今このアニメを推したいのは、2013年現在の日本の空気を鮮やかに取り込んで、「ヒーローとはなにか」というテーマをこれまでにない形で語りきっているからなのです。
ヒーローのかっこいい活躍を、美麗な作画で観たいなら他のアニメをどうぞ。でもここには、このアニメでしか、このストーリーと登場人物でしか到達できなかった、ヒーローについての「答え」があります。そしてその「答え」は、今現在の日本で、日々働いたり学校へ通ったりしながら、「ヒーローがいてくれたらなあ」「自分がヒーローになれたらなあ」と日々悶々としているぼくたちに暖かく寄り添ってくれるものです。
どんなに時代を鮮やかに描いても、ぼくたちの暮らしを反映していても、フィクションはフィクションです。それでも、このアニメはぼくに、明日もまた生きよう、少しでも「世界をアップデートする」ために力を振り絞ろう、と思わせてくれる。
万人がそのようにこのアニメを受け取れるわけではないでしょうが、それでも、少しでも多くの人にこの作品を観てほしい。
声高に訴えたくなるくらいの熱さが、このアニメにはあるのです。*1
■声優がすごい
まずは主人公一ノ瀬はじめを演じた内田真礼がすばらしい。
放送当初、はじめの空気読まない妙なテンションに「イライラする」と反応する視聴者が結構いたようです。なんでも、スタッフ内にも彼女に共感できない、いやそもそも演じた内田真礼自身がはじめを理解できないと相当に迷いながら演じたといいます*2。
ストレートな共感はしてもらえない。でも「この子なら世界を変えてしまうかもしれない」と思わせるような、魅力やカリスマ性を備えていなければならない。妙な鼻歌や、かわいい文具に歓喜するボンクラな雰囲気も交えつつ、ヒーローとしての説得力を見事に獲得してみせた内田さんの演技は必聴であります。
いっぽう、はじめと相対する悪役カッツェを演じた宮野真守もまた見事でした。おどけた雰囲気に、常に何をするかわからない恐ろしさが同居する悪役。ここ10年で最も印象的な悪役といえば『ダークナイト』のジョーカーでしょうが、そのヒース・レジャーにも匹敵するオリジナリティと凄みのある演技でした。特に、ガッチャマンたちと初対決する第七話で、ネットスラングや市井の言葉を取り入れ、イントネーションや声質で千変万化の「悪」を表現してみせる宮野真守の芸達者ぶりを味わってほしいと思います。

---*---

- [取り組む問題]:
**a)** アニメを紹介する提示文で、悪役カッツェを演じたのは誰か。
**b)** アニメを紹介する提示文の最後の文の後から、続きを書き進めよ。

---*---

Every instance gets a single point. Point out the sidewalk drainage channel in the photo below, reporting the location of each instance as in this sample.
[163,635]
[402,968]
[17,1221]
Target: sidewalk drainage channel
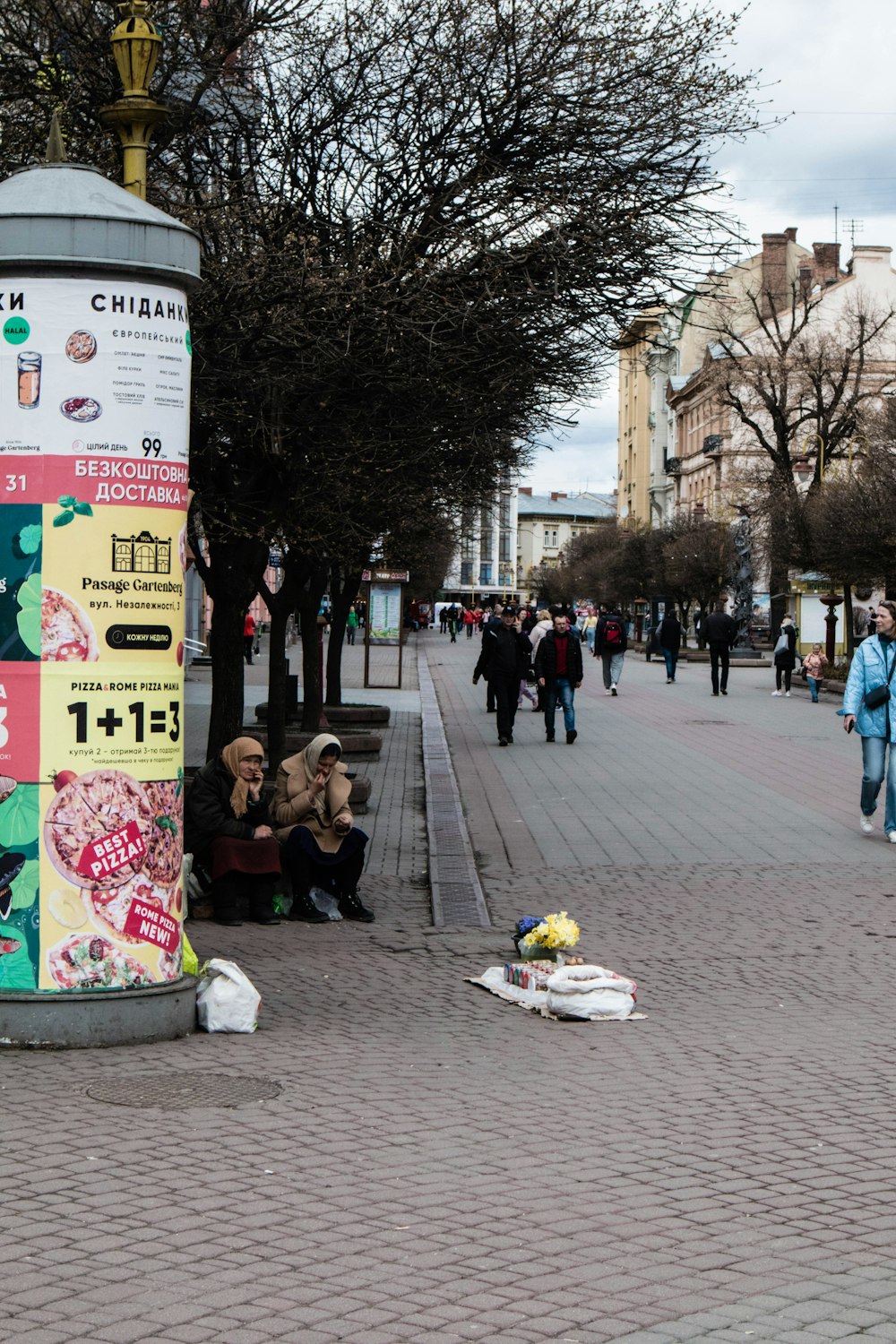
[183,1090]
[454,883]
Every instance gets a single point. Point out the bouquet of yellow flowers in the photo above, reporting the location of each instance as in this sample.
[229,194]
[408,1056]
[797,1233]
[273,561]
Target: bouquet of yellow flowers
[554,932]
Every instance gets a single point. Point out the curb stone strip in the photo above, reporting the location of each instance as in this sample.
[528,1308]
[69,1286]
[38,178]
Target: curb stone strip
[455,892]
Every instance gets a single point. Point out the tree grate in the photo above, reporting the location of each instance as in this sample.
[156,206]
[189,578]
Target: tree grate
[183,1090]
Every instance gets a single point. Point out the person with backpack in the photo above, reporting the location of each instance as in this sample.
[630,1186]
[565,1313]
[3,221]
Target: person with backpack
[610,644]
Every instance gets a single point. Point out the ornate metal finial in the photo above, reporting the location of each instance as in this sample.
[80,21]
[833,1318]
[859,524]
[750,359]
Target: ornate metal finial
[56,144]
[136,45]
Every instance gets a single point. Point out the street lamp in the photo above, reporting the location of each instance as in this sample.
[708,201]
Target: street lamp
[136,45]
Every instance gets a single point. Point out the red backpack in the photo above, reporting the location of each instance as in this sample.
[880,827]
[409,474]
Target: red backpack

---*---

- [問題の解答]:
**a)** 宮野真守。

**b)**
■音楽がすごい
この話をすると、ブルーレイより先にサントラ買えということになってしまうのですが、まあ岩崎琢による音楽がすばらしい。
「ガッチャマーーーーーーン!」と叫ぶメインテーマには、正直毎回気恥ずかしさを感じてしまうのですが、その分一度聴いたら耳から離れないキャッチーな曲になっています。それに、聴くと思わず笑っちゃう、でも熱くなる!という曲の雰囲気が、はじめたちの無様だけどかっこいい活躍ぶりにばっちり似合うのです。
メインテーマ以外の楽曲も、ハリウッド映画的なスケール感、クラブ系音楽よりのポップさ、流麗なストリングスと美点を挙げればきりがありません。すでにネット上でサウンドトラックについての充実したレビューがありますのでぜひ参照ください*3。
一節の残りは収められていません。